**Problem set:**
[1] Answer these questions from the dashcam forum thread, each on its own line and marked (a), (b), (c):
(a) How long does the internal battery of the Nextbase 402g last?
(b) What was the highest price the first poster says the camera went back up to at halfords?
(c) Where does Serious Performance attach the camera from the eBay link?
[2] Quote the part of the dashcam forum thread that opens with the words containing "I have the Nextbase" and closes with "over £149 at halfords.".

**Document text:**
------------------------------

I have the Nextbase 402g in mine, but think i need a bigger sc card, as when it fills it up instead of looping it just stops recording, No doubt there's a setting in there I havn't changed but for now I just format the card again and start over. It has a shock sensor which automatically activates it , but i think this is possibly the most pointless feature ever, as the internal battery only lasts 6 minutes and the camera only faces forward so if it got knocked in a carpark etc unless it got hit from the front you wouldn't catch anything anyway.

Luckily i got it on a super deal for under £99 including the carry kit and 8gb sd card,about a week later it went back up to over £149 at halfords.


----------



## Serious Performance (Oct 26, 2005)

shane_ctr said:


> http://www.ebay.co.uk/itm/161387517335?_trksid=p2057872.m2749.l2648&ssPageName=STRK:MEBIDX:IT
> 
> Im using this will take a picture and upload later.:thumb:


I use one of these on my road bike attached under my Garmin. Very good for the price, and it even survived a 12ft shark trying to have a nibble on it in Hawaii 

Have a 402g that I swap about but it's quite big and bulky. Picture quality is excellent though.
DLGWRX02 - There should be a setting in the menu for the looping .

Also got a cheap Ebay £40 job in my old runaround.. For the price it's great. Tucks under the rear view mirror so never seen, fr & rr + good enough picture quality and has been faultless in the last year or so its been fitted....

------------------------------

**Available data:**
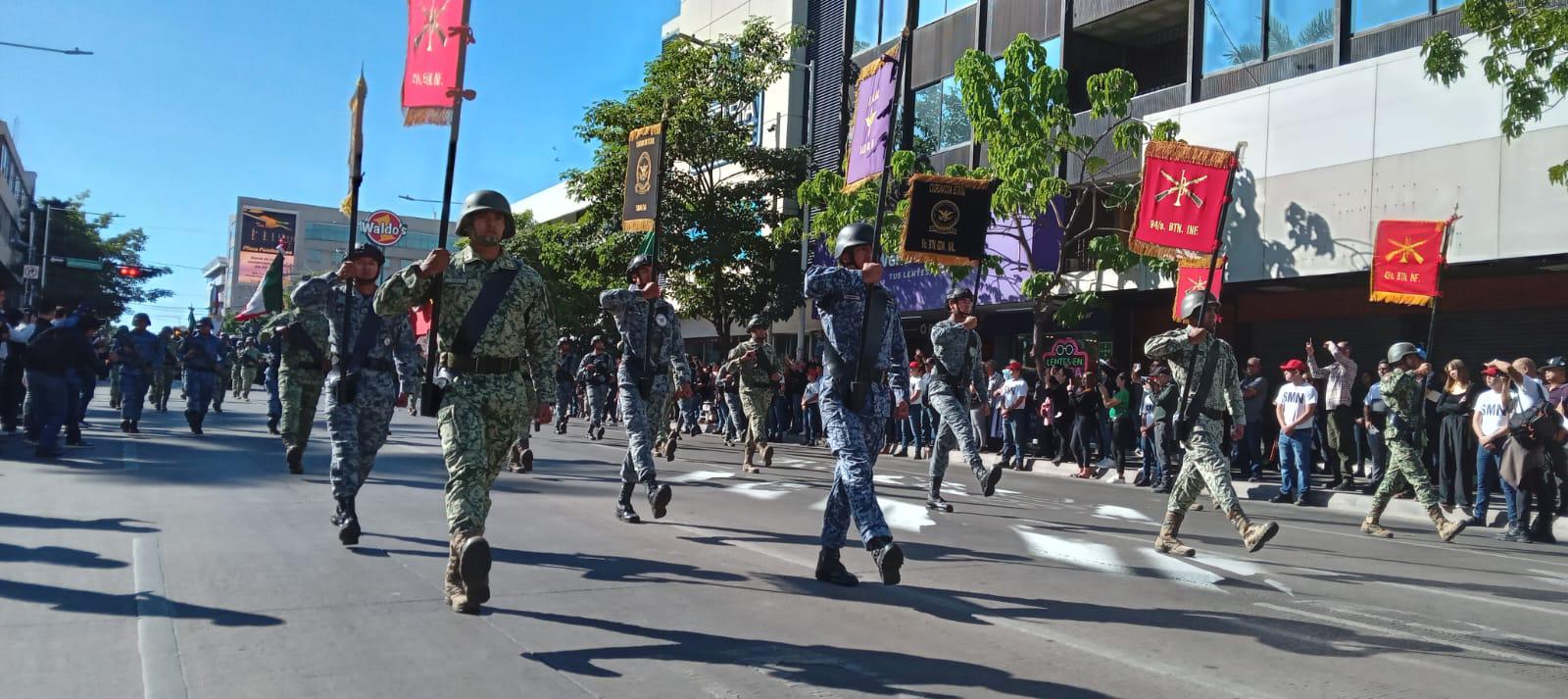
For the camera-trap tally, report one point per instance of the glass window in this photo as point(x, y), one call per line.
point(935, 10)
point(1231, 33)
point(1296, 24)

------------------------------

**Solved tasks:**
[1]
(a) 6 minutes.
(b) Over £149.
(c) On a road bike, under a Garmin.

[2]
I have the Nextbase 402g in mine, but think i need a bigger sc card, as when it fills it up instead of looping it just stops recording, No doubt there's a setting in there I havn't changed but for now I just format the card again and start over. It has a shock sensor which automatically activates it , but i think this is possibly the most pointless feature ever, as the internal battery only lasts 6 minutes and the camera only faces forward so if it got knocked in a carpark etc unless it got hit from the front you wouldn't catch anything anyway.

Luckily i got it on a super deal for under £99 including the carry kit and 8gb sd card,about a week later it went back up to over £149 at halfords.